* WHAT IS EXPECTED *
Your answer must be the full listing, reproduced exactly.

* DATA LISTING *

---------------

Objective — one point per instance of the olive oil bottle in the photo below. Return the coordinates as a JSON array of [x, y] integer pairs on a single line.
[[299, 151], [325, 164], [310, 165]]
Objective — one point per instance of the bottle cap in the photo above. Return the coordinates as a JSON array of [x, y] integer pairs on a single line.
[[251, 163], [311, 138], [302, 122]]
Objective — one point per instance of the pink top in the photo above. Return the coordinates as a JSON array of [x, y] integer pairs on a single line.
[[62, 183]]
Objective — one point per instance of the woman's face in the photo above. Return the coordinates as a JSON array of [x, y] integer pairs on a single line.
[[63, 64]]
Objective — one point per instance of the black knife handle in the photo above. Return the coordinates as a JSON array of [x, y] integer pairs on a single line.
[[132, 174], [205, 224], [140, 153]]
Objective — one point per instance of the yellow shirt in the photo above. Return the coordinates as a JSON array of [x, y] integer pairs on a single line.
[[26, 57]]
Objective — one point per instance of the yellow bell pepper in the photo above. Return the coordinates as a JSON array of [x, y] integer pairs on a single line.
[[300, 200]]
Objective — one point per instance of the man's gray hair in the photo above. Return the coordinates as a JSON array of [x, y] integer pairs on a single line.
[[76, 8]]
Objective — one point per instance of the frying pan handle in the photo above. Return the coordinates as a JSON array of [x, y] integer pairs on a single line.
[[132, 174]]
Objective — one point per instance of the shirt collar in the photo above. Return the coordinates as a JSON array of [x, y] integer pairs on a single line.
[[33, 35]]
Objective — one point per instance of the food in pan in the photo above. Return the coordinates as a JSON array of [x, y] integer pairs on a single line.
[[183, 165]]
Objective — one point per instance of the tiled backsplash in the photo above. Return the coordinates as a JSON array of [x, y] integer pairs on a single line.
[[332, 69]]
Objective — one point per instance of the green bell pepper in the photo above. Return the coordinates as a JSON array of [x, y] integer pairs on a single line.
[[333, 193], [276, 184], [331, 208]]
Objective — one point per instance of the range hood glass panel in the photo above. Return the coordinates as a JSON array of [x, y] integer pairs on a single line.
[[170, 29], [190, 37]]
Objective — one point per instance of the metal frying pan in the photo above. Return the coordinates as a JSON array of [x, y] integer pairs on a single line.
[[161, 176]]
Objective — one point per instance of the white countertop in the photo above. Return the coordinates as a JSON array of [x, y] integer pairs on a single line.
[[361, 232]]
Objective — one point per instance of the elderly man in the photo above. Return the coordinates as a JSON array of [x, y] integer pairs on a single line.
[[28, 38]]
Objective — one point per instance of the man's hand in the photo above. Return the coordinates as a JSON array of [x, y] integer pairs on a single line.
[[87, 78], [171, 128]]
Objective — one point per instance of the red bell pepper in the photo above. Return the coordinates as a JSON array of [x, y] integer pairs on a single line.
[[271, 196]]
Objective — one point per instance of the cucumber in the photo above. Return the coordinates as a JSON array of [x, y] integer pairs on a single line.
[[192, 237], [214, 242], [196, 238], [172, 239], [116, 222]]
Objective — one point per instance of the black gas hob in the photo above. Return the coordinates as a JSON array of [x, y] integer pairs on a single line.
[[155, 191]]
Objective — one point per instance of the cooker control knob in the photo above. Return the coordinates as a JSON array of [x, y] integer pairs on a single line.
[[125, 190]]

---------------

* WRITTEN SOLUTION *
Objective — one point per instance of the olive oil bottle in the photo below. Return the coordinates as a JSON array of [x, y] integer pairs on a single line.
[[299, 151], [325, 164], [310, 165]]
Objective — one point per instance of the bottle cap in the photo above. Return the coordinates as a JSON array of [x, y] integer pairs on a single line.
[[251, 163], [311, 138], [302, 122]]
Objective — one point per instance of the pink top in the photo above. Return the coordinates as a JSON array of [x, y] integer pairs on a single line.
[[62, 183]]
Objective — one point per instance of the woman's face in the photo above. Return the coordinates as a JSON array of [x, y] integer pairs on a single line.
[[63, 64]]
Objective — one point per instance of the black knife handle in the photo above. Return the coordinates as a JSON array of [x, y] integer pairs on a single line.
[[132, 174], [205, 224], [140, 153]]
Objective — one point per instance of the yellow shirt in the photo above. Return the coordinates as a JSON array of [x, y] integer pairs on a single line.
[[26, 57]]
Objective — one point per instance of the yellow bell pepper in the photo above. Return the coordinates as a JSON array of [x, y] integer pairs on a single line.
[[300, 200]]
Objective — one point per instance of the man's gray hair in the photo above. Return the coordinates as a JSON array of [x, y] integer pairs on a single line.
[[76, 8]]
Objective — one point per instance of the frying pan handle in the photo above. Return the coordinates as a JSON array of [x, y] integer pairs on a single line.
[[132, 174]]
Objective — one point per instance of the shirt collar in the photo above. Return the coordinates as a JSON array of [x, y] integer pairs on a single line.
[[33, 35]]
Objective — one point per instance of the food in pan in the photo above. Return the coordinates as a JSON array of [x, y] integer pairs on a single line.
[[183, 165]]
Objective — one point per instance of the tiled backsplash in the photo above. Return the coordinates as a JSON array of [x, y] integer pairs on a single line.
[[332, 69]]
Objective — one point per instance of the green bell pepper in the photo above. Return the coordinates as a JSON array of [x, y] integer pairs on a single line.
[[333, 193], [276, 184], [331, 208]]
Objective — one point per instance of the range hood glass panel in the photo above. Return the coordinates as a JSON array of [x, y] integer pairs on a single line.
[[170, 29], [190, 37]]
Objective — one point per instance of the metal frying pan in the photo above. Return the coordinates as a JSON array of [x, y] integer pairs on a single line.
[[161, 176]]
Objective — one point per instance of the white countertop in the photo above. Return the coordinates as a JSON array of [x, y] integer pairs on a single line.
[[361, 232]]
Objective — one point per instance of the elderly man in the photo above. Return the coordinates as a JSON array of [x, y] integer pairs on a single line.
[[28, 38]]
Objective — one point per instance of the man's hand in the photo above. Return the coordinates as a JSON array of [x, y] integer pairs on a single line.
[[87, 78], [171, 128]]
Objective — one point per instance of the red bell pepper in the photo above. Return the coordinates as a JSON array of [x, y] integer pairs on a single line.
[[271, 196]]
Objective — one point per instance of the cucumber in the photo above. Return the coordinates as a JSON array of [x, y] integer pairs on a single line.
[[192, 237], [214, 242], [196, 238], [172, 239], [116, 222]]
Objective — one point per instance of the black gas hob in the photo above. Return the coordinates as a JSON array of [x, y] integer pairs on a single line.
[[155, 191]]
Objective — one point per instance of the cooker control knob in the photo above. Return the coordinates as a JSON array of [x, y] integer pairs on a single line.
[[125, 190]]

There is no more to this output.